* [RECORDS SUPPLIED]:
◇ ◇ ◇ ◇ ◇ ◇ ◇
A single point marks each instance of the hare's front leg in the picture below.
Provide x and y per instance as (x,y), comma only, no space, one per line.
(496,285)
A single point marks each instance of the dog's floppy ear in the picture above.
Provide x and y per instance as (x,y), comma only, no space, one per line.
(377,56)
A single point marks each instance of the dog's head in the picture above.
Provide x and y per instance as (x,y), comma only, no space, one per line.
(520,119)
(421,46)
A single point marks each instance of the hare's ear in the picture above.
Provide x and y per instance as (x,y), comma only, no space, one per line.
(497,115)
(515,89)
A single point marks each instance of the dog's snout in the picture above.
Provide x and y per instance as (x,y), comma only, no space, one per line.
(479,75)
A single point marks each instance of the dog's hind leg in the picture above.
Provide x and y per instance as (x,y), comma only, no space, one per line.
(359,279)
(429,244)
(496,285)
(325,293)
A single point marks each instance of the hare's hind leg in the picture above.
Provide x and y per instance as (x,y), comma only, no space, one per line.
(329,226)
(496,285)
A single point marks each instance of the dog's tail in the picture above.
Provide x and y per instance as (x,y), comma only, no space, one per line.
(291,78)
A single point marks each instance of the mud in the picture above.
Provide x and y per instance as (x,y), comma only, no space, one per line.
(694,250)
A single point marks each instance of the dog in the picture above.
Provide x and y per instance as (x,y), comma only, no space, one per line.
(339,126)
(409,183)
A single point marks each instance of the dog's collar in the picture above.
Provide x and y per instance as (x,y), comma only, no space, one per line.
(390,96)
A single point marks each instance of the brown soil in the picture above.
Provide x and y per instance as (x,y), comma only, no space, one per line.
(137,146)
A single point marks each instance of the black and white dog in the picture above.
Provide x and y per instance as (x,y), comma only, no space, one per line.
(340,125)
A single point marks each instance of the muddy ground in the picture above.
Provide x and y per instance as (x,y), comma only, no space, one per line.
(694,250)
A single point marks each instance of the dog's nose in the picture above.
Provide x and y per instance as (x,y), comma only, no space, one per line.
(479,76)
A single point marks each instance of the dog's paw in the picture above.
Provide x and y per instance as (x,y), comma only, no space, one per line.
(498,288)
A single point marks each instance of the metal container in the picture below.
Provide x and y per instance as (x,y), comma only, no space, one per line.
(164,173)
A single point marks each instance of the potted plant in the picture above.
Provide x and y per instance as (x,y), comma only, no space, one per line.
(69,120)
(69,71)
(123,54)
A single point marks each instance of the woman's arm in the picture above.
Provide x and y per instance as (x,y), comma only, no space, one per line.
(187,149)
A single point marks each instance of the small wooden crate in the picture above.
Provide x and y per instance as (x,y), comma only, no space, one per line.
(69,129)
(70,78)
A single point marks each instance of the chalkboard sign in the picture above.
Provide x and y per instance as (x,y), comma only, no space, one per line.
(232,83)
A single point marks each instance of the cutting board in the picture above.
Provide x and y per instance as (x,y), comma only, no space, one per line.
◇ ◇ ◇ ◇ ◇ ◇ ◇
* [EXERCISE]:
Rewrite as a Markdown table the lines of the records from the line containing "A single point marks each instance of the cutting" through the end of the records, with blank lines left out. Use the columns "Row" and "Line".

* [RESPONSE]:
| Row | Line |
|---|---|
| 1 | A single point marks each instance of the cutting board in the picture above. |
| 2 | Provide x and y per instance as (x,y), comma only, no space, one per line. |